Task requirements:
[1] Please return the passage of the essay on Leonardo DiCaprio below verbatim, starting at "The scene I" and ending at "are you, Amsterdam?".
[2] According to the essay on Leonardo DiCaprio below, how many Oscar nominations did Gangs of New York receive?

Source excerpt:
★ ★ ★

Tension and Restraint: Leonardo DiCaprio in Gangs of New York and Django Unchained

Warning: This essay contains spoilers

In this essay I want to talk about two really important movies that came out within ten years of each other and the actor that appeared in both films: Leonardo DiCaprio. In Gangs of New York (2002), directed by Martin Scorsese (screenplay by Jay Cocks, Steve Zaillian, Kenneth Lonergan), DiCaprio plays Amsterdam, who returns to New York City after living most of his young life in an orphanage. His father (Liam Neeson), leader of the Irish Catholic gang The Dead Rabbits, was murdered by Bill the Butcher (Daniel Day-Lewis), leader of the Protestant Confederation of American Natives during a gang fight in Five Points. In Django Unchained (2012), written and directed by Quentin Tarantino, DiCaprio plays Calvin Candie, a Mississippi plantation owner. Django (Jamie Foxx), a freed slave, along with the help of German dentist/bounty hunter Dr. King Shultz (Christoph Waltz), arrive at the plantation in order to obtain Django’s wife, Broomhilda von Shaft (Kerry Washington), who works for Calvin as a house slave. It is important to note that, although Gangs of New York is a dramatic historical film and Django Unchained is a modernized Western, both films take place around the American Civil War and deal with race in ways that are extremely insightful and rare in cinema.

I saw both films in the theater and was enamored with not only the cinematography, but the way in which the story of each film was being told. When Gangs of New York came out, I had just completed my first semester of college at the University of Houston, and I thought it was—up to that point—the most important film I’d ever seen. It was nominated for ten Oscars and won zero Oscars, which angered me deeply, and is one of the reasons I do not pay much attention to the Academy Awards. In retrospect, this film is even more important than I thought it was at the time precisely because of how racism, politics, and poverty in New York City at the beginning of the Civil War were portrayed. I think it was a controversial film for that reason, because Scorsese (who had been trying to make Gangs of New York since the late seventies)[1] chose to show how volatile the North was during that time period, which made film elites—who like to think of the North as benevolent and the South as corrupt during the Civil War as the standard historical narrative—uncomfortable. When I saw Django Unchained in 2012, I had just applied to the MFA program at the University of Houston (and would be accepted into the program a few months later) and had the same feeling about it: this film is important. Although Tarantino won an Oscar for Best Screenplay and Christoph Waltz won for Best Supporting Actor, the film did not get the proper respect it deserved for the way in which Tarantino brilliantly intertwined slavery into the Western. However, my main focus for this essay will be on DiCaprio because the roles of Amsterdam and Calvin Candie are vital to both films.

The scene I have chosen for Gangs of New York takes place between Amsterdam and Bill and it is all dialogue. A little bit of context: As Amsterdam, Bill, and the rest of his associates disrupt a play of Uncle Tom’s Cabin, an unknown Irish man attempts to assassinate Bill, who is only injured in the shoulder area because Amsterdam pushed him out of the way just in time. It is later that night, and Bill is sitting in a chair next to Amsterdam, who is sitting up in bed. Bill has an American flag wrapped around his body. Here is the dialogue:

Bill: How old are you, Amsterdam?

★ ★ ★

Stored rows:
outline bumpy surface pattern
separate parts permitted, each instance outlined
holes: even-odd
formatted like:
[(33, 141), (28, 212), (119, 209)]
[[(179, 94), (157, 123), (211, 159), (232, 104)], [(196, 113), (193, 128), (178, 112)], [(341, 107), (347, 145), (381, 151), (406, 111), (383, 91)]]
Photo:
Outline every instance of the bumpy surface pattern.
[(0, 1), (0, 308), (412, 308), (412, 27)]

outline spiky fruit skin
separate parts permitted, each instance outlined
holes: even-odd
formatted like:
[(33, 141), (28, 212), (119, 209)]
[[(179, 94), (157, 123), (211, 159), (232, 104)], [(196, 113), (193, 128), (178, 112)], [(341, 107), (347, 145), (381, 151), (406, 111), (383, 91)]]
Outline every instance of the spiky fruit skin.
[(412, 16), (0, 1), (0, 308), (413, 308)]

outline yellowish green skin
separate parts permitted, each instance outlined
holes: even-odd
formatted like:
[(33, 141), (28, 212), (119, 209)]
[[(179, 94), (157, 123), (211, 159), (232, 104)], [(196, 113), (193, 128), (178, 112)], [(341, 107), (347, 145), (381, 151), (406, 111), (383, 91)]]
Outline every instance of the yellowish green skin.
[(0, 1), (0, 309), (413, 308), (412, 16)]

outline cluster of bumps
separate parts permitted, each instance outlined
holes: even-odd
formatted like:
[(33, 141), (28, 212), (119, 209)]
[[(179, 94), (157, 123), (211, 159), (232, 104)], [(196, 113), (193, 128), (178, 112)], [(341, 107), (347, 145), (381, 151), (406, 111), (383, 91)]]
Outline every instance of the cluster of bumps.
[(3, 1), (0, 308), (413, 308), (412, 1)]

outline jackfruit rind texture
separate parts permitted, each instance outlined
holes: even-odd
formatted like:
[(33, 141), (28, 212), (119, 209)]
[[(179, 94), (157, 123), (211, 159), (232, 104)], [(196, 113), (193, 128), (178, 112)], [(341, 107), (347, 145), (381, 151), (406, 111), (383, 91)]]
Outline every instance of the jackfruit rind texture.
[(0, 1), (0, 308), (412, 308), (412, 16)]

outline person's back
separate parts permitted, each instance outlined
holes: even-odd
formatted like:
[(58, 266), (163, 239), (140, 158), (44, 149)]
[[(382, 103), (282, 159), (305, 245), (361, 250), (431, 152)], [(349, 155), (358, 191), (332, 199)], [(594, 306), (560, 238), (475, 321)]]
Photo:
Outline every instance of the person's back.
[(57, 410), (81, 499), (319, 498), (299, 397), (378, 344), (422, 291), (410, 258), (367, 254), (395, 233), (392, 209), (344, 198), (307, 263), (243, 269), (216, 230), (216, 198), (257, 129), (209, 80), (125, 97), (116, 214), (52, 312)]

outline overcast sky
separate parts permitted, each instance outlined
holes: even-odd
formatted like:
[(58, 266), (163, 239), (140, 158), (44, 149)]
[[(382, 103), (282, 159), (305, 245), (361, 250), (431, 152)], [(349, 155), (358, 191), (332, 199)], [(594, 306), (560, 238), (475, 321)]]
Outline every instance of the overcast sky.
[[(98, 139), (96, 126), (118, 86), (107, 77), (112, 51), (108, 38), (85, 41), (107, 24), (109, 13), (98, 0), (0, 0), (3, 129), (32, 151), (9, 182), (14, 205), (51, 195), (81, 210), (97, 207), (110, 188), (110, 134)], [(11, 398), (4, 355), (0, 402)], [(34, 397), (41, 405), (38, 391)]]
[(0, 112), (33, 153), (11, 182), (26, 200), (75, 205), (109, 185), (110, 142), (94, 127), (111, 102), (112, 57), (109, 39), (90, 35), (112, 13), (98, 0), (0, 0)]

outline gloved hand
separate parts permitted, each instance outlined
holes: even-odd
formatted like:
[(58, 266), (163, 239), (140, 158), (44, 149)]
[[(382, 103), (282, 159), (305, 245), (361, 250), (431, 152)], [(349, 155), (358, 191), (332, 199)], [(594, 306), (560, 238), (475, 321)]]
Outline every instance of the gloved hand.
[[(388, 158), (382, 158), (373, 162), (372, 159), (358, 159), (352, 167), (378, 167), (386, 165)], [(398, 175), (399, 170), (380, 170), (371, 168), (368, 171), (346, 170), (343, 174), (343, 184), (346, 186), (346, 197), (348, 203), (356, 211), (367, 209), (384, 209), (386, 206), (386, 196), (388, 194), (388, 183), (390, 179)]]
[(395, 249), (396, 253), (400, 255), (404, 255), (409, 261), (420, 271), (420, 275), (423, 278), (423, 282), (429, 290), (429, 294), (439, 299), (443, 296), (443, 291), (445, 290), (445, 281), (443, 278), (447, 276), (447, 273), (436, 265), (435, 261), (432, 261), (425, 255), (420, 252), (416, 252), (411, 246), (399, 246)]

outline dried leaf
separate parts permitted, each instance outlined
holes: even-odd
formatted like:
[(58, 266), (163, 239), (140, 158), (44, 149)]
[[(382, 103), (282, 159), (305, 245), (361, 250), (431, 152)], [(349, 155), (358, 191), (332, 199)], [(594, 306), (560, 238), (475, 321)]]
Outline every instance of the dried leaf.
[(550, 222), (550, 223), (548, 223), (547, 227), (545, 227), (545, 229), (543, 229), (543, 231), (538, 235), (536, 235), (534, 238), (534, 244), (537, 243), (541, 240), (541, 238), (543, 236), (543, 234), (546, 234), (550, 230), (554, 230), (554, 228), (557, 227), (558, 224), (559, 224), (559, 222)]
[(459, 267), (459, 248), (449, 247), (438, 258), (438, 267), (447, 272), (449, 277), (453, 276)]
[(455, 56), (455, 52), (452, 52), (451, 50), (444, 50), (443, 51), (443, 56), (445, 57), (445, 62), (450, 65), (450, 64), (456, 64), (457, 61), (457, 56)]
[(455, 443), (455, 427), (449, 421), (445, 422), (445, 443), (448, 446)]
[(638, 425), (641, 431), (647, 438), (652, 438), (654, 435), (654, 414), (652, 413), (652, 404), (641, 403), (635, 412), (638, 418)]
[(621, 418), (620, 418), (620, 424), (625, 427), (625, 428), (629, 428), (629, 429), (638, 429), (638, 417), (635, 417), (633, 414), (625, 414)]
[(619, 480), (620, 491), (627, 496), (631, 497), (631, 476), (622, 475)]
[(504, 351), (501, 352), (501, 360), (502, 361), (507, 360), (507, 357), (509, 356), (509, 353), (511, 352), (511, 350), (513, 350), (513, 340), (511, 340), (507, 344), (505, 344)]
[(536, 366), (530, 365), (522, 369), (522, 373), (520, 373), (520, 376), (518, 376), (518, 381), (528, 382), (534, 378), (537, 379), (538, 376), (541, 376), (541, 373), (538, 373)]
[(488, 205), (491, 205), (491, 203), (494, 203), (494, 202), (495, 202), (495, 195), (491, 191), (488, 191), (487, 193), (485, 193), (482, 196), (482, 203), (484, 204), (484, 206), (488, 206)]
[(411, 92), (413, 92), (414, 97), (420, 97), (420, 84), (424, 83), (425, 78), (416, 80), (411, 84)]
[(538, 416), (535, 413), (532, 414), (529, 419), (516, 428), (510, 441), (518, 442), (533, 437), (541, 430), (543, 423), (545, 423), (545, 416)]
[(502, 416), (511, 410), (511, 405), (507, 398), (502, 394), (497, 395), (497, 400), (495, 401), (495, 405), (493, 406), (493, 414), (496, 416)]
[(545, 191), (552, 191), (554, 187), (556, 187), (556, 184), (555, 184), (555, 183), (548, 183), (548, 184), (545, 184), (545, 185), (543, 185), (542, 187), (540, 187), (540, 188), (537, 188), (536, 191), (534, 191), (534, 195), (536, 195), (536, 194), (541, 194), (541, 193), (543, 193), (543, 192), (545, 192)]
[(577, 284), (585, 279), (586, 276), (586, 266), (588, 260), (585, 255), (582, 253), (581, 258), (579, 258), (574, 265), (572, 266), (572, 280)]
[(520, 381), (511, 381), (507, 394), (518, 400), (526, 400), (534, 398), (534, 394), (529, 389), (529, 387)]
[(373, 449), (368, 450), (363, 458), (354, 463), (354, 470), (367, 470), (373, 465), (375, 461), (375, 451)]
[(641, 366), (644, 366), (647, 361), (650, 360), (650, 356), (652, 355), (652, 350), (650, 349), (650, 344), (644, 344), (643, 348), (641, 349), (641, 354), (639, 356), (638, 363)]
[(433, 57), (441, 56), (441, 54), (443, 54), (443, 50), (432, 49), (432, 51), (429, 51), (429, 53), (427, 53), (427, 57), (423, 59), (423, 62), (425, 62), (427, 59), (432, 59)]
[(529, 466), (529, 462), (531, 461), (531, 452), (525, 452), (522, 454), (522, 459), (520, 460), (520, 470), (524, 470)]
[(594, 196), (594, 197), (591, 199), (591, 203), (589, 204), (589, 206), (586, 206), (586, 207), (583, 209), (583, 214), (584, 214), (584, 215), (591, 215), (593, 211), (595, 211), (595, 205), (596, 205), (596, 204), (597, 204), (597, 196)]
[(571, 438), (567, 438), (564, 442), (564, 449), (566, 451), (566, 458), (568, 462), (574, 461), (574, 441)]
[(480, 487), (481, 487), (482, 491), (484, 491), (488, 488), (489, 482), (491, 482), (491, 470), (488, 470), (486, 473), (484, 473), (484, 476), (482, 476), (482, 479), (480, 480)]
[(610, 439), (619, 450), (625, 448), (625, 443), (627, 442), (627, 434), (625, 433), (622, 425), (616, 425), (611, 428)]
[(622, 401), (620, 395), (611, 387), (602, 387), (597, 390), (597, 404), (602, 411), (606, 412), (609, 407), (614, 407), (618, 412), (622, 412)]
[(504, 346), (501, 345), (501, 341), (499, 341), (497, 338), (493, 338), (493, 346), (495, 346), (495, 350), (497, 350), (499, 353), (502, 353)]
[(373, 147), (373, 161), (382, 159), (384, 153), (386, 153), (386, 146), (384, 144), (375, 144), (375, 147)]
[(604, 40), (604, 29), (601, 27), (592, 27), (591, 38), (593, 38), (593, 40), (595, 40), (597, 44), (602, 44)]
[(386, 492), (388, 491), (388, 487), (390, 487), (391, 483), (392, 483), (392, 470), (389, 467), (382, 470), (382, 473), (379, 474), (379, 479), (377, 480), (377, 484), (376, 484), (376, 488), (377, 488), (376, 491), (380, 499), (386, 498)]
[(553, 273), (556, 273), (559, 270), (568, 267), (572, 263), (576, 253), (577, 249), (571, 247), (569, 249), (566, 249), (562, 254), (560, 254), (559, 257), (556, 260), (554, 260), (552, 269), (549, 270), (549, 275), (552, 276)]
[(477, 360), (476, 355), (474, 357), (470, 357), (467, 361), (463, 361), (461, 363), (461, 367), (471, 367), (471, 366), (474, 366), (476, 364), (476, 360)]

★ ★ ★

Solved problems:
[1]
The scene I have chosen for Gangs of New York takes place between Amsterdam and Bill and it is all dialogue. A little bit of context: As Amsterdam, Bill, and the rest of his associates disrupt a play of Uncle Tom’s Cabin, an unknown Irish man attempts to assassinate Bill, who is only injured in the shoulder area because Amsterdam pushed him out of the way just in time. It is later that night, and Bill is sitting in a chair next to Amsterdam, who is sitting up in bed. Bill has an American flag wrapped around his body. Here is the dialogue:

Bill: How old are you, Amsterdam?

[2] Ten.